> [TASK REQUIREMENTS]
Lines before the one containing "ear and record the coordinates." are left out; return that line and every line after it exactly, through the end of the data below.

Referring expression pointing data
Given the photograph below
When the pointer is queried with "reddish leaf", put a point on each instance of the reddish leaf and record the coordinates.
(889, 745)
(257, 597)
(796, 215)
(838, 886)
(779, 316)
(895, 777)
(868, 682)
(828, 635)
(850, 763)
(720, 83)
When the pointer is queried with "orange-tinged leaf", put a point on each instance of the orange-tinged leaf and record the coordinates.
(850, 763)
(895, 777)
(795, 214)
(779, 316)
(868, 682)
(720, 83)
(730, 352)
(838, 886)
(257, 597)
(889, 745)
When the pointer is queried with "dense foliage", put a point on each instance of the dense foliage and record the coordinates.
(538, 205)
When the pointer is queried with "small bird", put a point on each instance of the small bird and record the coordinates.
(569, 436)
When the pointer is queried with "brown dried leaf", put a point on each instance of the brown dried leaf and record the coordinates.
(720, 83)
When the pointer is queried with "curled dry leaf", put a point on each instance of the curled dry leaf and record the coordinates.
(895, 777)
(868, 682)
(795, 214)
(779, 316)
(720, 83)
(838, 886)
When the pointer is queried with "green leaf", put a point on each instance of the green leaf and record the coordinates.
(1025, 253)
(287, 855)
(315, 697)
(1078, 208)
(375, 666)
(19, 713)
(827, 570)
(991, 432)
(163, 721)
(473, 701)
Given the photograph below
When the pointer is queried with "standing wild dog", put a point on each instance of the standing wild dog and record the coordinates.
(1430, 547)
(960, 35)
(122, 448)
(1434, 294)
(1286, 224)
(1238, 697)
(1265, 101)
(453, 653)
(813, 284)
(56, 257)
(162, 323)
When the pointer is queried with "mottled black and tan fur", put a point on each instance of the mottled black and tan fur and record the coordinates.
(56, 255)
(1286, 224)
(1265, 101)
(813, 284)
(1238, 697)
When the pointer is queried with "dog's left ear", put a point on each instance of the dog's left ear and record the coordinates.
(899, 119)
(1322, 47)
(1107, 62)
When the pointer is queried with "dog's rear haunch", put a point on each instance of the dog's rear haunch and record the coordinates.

> [EXPECTED ANSWER]
When the pointer is queried with "dog's left ear", put a point on each instance of the dog's left ear and record the coordinates.
(899, 119)
(1322, 47)
(1107, 62)
When the pointer is queried with "dog's rear haunch", put a point on each instance of the dog's rear haunch and record the coordinates.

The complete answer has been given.